▶ _SET EXERCISE_
From the material below, pull out every line that contains the word "wall" and copy each one.

[BEGIN WORKING DATA]

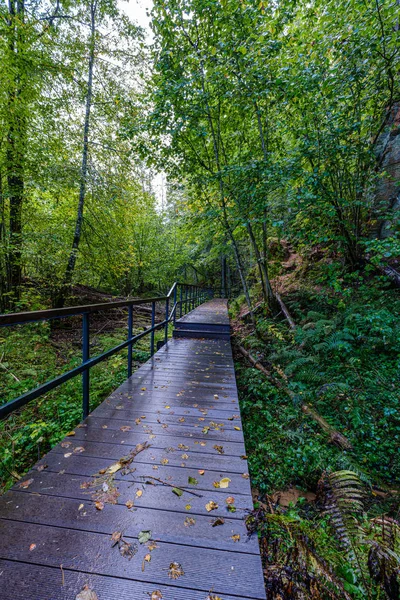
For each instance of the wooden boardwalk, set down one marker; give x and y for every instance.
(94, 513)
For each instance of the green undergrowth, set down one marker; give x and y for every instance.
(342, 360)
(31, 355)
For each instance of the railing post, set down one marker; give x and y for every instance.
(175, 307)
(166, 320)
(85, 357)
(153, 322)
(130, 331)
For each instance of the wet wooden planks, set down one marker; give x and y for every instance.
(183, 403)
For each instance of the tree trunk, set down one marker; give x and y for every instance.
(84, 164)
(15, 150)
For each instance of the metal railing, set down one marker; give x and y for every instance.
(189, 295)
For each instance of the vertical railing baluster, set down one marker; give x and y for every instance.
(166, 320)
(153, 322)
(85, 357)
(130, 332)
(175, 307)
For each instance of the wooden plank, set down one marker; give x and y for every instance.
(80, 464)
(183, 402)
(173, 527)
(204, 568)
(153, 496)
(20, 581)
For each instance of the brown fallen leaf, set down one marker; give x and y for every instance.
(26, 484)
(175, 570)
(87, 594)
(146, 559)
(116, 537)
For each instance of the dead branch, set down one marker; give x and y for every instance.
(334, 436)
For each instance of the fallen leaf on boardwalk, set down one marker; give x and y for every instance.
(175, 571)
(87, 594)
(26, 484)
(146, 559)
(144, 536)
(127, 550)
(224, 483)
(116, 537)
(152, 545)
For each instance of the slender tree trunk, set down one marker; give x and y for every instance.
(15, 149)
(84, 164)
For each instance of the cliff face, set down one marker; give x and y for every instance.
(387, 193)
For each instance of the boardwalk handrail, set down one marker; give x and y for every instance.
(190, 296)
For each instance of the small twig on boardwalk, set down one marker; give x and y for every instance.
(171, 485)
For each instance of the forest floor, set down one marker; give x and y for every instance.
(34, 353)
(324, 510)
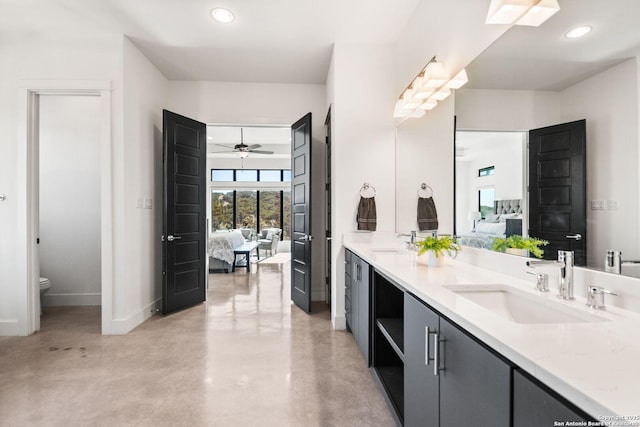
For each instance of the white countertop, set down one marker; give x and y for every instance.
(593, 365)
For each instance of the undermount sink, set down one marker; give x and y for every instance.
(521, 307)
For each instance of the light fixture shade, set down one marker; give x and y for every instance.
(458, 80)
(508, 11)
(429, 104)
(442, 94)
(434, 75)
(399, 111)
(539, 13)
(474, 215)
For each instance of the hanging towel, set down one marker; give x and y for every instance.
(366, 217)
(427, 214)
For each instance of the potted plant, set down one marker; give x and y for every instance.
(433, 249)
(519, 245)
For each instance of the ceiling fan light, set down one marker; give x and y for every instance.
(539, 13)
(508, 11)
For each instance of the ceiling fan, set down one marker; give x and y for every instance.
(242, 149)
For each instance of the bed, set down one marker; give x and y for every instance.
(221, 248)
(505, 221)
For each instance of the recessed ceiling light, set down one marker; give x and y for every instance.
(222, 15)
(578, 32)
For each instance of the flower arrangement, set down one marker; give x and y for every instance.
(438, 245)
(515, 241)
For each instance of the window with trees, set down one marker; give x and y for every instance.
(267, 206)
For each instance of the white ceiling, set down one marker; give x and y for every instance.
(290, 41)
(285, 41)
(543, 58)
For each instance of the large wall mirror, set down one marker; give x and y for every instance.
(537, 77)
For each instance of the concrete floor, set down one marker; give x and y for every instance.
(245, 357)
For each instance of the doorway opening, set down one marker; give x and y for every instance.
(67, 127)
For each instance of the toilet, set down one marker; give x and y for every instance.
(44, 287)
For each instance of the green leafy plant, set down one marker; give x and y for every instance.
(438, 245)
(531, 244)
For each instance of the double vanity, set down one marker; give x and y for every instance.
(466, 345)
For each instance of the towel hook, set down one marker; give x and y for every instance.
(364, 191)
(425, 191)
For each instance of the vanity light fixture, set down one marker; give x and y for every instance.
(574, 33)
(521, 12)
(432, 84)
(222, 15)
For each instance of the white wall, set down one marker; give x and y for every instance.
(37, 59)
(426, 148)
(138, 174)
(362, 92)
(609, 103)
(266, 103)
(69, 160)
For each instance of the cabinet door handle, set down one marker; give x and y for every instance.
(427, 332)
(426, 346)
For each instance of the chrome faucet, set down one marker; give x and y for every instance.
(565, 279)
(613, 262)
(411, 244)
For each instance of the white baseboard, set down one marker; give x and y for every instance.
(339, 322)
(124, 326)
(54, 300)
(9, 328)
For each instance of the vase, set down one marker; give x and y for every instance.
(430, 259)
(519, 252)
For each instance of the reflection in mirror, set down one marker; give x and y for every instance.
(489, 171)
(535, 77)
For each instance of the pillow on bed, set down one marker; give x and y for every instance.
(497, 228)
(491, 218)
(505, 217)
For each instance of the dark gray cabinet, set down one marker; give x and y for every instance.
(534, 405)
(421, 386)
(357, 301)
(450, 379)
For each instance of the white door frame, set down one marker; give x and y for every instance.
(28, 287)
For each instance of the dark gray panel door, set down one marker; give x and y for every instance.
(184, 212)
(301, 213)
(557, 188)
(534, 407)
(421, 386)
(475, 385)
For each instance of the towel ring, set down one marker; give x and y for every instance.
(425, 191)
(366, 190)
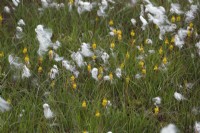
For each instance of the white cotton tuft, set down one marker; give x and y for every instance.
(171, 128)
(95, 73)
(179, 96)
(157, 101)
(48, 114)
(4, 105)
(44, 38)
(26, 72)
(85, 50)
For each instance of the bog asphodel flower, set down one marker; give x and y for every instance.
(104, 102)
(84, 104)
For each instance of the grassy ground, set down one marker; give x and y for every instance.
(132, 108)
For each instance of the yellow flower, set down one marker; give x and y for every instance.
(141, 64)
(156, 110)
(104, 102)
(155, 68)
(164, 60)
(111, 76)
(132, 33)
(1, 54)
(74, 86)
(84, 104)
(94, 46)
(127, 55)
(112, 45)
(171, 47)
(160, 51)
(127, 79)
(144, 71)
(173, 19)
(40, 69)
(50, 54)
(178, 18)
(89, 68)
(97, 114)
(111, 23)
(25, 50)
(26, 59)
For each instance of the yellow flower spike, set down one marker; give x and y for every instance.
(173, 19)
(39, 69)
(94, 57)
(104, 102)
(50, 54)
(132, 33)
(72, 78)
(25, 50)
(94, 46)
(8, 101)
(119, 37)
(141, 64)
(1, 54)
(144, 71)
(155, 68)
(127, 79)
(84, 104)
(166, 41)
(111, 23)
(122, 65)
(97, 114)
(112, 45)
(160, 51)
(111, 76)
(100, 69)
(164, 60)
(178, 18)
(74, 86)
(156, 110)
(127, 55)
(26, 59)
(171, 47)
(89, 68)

[END WORKING DATA]
[BEGIN WORKING DATA]

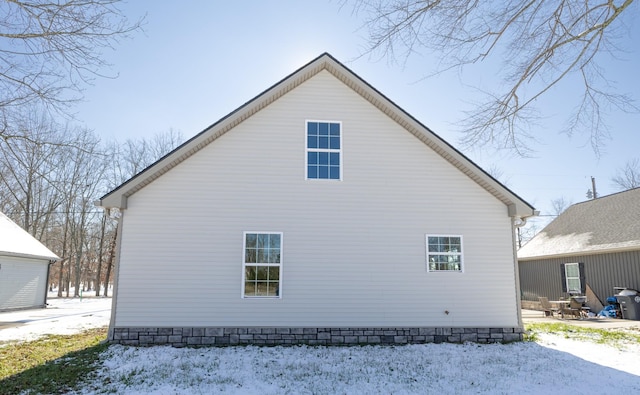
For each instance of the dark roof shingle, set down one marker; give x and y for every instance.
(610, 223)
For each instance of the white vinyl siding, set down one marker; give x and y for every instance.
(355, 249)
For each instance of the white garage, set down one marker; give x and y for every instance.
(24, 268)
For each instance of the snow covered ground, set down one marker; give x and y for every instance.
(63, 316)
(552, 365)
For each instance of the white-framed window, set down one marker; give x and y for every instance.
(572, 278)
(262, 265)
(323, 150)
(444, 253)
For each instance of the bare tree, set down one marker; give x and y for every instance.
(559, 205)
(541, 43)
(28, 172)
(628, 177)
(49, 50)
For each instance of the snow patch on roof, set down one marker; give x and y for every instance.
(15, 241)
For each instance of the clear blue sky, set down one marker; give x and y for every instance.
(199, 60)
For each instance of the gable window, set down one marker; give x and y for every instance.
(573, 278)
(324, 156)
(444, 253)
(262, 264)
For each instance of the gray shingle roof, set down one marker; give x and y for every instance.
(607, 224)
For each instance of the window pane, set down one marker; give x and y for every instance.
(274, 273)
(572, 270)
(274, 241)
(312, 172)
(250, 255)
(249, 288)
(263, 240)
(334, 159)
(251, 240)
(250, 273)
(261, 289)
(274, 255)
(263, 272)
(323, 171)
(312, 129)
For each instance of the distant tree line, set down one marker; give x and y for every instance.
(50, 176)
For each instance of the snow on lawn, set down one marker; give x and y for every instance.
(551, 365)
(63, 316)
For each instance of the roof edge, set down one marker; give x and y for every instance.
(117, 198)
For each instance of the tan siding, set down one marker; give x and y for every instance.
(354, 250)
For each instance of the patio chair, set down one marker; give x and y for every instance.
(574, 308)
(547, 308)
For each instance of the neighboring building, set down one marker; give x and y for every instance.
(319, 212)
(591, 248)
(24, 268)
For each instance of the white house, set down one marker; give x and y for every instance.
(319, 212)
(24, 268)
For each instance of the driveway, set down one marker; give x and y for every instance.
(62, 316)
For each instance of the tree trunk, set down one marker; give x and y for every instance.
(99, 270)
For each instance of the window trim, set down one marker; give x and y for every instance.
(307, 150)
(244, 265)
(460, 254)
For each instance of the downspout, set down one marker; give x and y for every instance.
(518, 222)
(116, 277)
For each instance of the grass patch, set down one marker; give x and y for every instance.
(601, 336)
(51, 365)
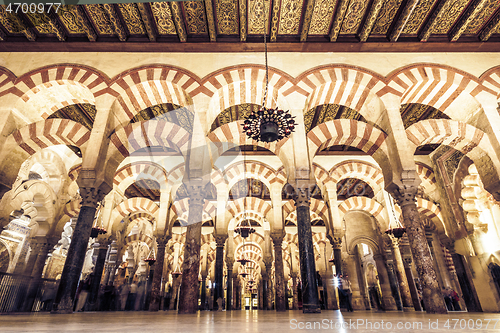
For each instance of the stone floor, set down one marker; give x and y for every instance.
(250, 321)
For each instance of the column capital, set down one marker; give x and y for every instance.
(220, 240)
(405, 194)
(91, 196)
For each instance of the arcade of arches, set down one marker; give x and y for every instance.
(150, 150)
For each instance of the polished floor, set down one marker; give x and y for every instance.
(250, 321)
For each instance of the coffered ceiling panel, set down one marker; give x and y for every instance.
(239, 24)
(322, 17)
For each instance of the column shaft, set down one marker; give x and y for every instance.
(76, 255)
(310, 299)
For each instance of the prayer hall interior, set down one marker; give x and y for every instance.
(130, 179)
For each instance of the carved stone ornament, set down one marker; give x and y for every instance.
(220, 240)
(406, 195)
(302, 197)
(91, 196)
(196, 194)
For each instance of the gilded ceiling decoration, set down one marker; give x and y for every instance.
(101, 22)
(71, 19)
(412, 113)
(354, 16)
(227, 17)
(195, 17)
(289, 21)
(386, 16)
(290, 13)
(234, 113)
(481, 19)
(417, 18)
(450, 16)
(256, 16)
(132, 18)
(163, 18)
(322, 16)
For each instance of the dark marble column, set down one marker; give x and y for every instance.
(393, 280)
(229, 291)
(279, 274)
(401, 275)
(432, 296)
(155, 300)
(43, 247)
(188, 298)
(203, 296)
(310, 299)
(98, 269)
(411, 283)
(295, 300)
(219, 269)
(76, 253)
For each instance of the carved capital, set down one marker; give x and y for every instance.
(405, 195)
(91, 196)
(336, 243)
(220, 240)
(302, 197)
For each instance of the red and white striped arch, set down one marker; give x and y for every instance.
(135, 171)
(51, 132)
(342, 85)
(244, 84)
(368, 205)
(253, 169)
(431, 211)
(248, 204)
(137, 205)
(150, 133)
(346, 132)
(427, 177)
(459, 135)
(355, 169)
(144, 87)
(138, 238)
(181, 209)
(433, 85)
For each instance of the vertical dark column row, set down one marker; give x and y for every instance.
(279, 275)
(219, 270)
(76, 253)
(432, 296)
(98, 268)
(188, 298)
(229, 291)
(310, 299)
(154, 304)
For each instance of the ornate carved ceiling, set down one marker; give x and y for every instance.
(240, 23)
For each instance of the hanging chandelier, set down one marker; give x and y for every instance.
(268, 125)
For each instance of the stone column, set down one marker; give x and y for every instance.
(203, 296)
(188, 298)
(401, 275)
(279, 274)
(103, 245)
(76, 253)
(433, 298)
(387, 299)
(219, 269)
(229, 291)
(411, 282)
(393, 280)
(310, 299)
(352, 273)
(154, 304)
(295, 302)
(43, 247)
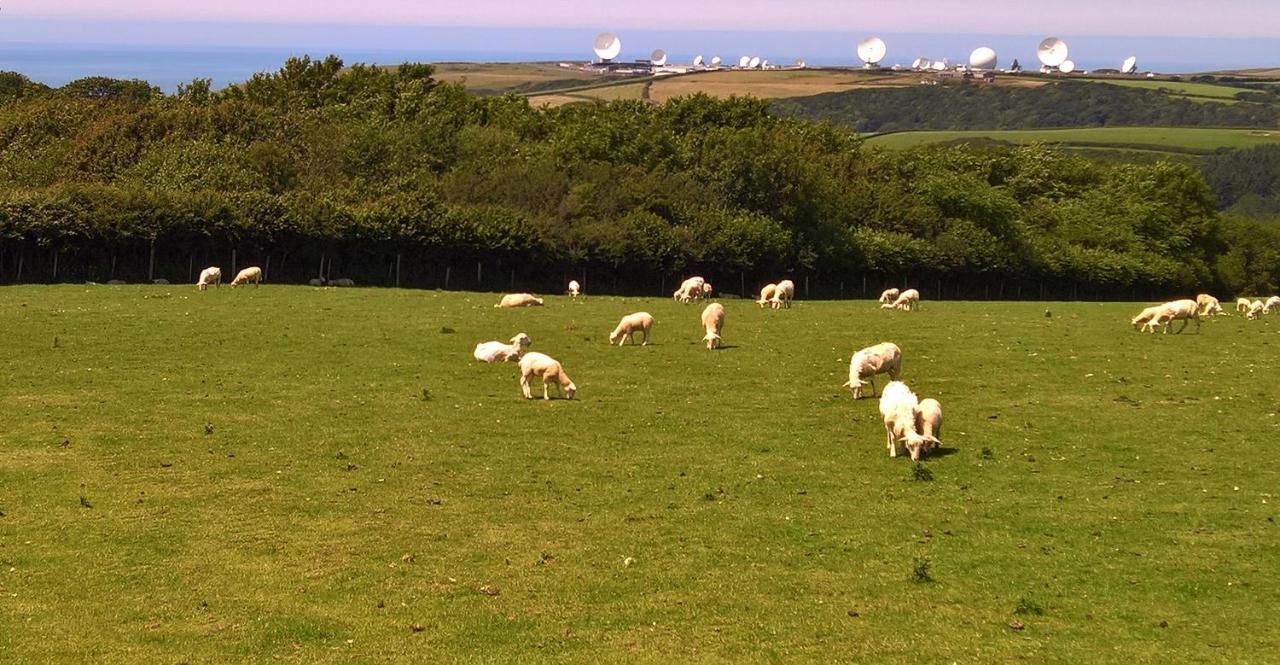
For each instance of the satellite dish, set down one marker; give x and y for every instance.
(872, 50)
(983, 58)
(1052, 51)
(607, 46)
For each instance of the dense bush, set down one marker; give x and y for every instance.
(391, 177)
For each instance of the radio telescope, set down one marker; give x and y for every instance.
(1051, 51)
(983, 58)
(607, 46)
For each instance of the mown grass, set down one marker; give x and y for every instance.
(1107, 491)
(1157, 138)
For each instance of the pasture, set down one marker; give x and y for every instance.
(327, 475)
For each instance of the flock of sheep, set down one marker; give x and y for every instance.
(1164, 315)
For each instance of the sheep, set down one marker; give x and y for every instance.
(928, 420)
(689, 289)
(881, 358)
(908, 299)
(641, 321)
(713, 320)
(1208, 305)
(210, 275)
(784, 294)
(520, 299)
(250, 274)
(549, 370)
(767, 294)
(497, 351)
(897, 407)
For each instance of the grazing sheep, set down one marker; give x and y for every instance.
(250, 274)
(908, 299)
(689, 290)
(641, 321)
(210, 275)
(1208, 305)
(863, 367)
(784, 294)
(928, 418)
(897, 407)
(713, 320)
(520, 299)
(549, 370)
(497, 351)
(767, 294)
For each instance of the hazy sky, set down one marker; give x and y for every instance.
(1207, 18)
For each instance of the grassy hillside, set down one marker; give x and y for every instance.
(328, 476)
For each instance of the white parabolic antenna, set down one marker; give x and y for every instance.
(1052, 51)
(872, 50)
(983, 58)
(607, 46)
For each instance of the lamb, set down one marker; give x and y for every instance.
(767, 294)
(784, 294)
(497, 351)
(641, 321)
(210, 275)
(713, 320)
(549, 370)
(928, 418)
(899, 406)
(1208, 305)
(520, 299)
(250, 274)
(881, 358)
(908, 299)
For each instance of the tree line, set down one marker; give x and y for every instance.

[END WORKING DATA]

▶ _ANSWER IN FULL_
For each instance of the large wall mirror, set down one marker; give x and y for every instance.
For each instance of the white wall, set down one marker; give x and y for every instance.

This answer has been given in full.